A PyTorch implementation of ECCV2018 Paper: TextSnake: A Flexible Representation for Detecting Text of Arbitrary Shapes

Overview

TextSnake: A Flexible Representation for Detecting Text of Arbitrary Shapes

A PyTorch implement of TextSnake: A Flexible Representation for Detecting Text of Arbitrary Shapes (ECCV 2018) by Megvii

Paper

Comparison of different representations for text instances. (a) Axis-aligned rectangle. (b) Rotated rectangle. (c) Quadrangle. (d) TextSnake. Obviously, the proposed TextSnake representation is able to effectively and precisely describe the geometric properties, such as location, scale, and bending of curved text with perspective distortion, while the other representations (axis-aligned rectangle, rotated rectangle or quadrangle) struggle with giving accurate predictions in such cases.

Textsnake elements:

  • center point
  • tangent line
  • text region

Description

Generally, this code has following features:

  1. include complete training and inference code
  2. pure python version without extra compiling
  3. compatible with laste PyTorch version (write with pytroch 0.4.0)
  4. support TotalText and SynthText dataset

Getting Started

This repo includes the training code and inference demo of TextSnake, training and infercence can be simplely run with a few code.

Prerequisites

To run this repo successfully, it is highly recommanded with:

  • Linux (Ubuntu 16.04)
  • Python3.6
  • Anaconda3
  • NVIDIA GPU(with 8G or larger GPU memory for training, 2G for inference)

(I haven't test it on other Python version.)

  1. clone this repository
git clone https://github.com/princewang1994/TextSnake.pytorch.git
  1. python package can be installed with pip
$ cd $TEXTSNAKE_ROOT
$ pip install -r requirements.txt

Data preparation

Pretraining with SynthText

$ CUDA_VISIBLE_DEVICES=$GPUID python train.py synthtext_pretrain --dataset synth-text --viz --max_epoch 1 --batch_size 8

Training

Training model with given experiment name $EXPNAME

training from scratch:

$ EXPNAME=example
$ CUDA_VISIBLE_DEVICES=$GPUID python train.py $EXPNAME --viz

training with pretrained model(improved performance much)

▸ GIVEN MATERIAL

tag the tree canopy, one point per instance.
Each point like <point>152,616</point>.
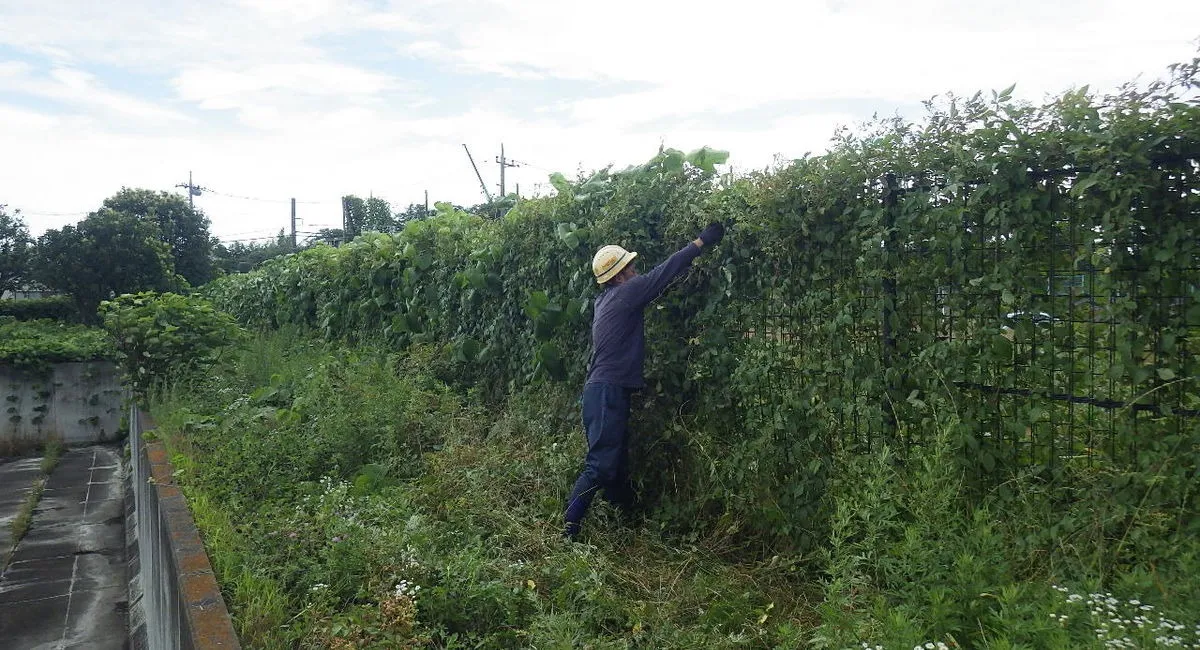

▸ WHAT THIS TASK INVOLVES
Return the part of the TextSnake PyTorch page between "4. support TotalText" and "2G for inference)", inclusive, copied word for word.

▸ THE ANSWER
4. support TotalText and SynthText dataset

Getting Started

This repo includes the training code and inference demo of TextSnake, training and infercence can be simplely run with a few code.

Prerequisites

To run this repo successfully, it is highly recommanded with:

  • Linux (Ubuntu 16.04)
  • Python3.6
  • Anaconda3
  • NVIDIA GPU(with 8G or larger GPU memory for training, 2G for inference)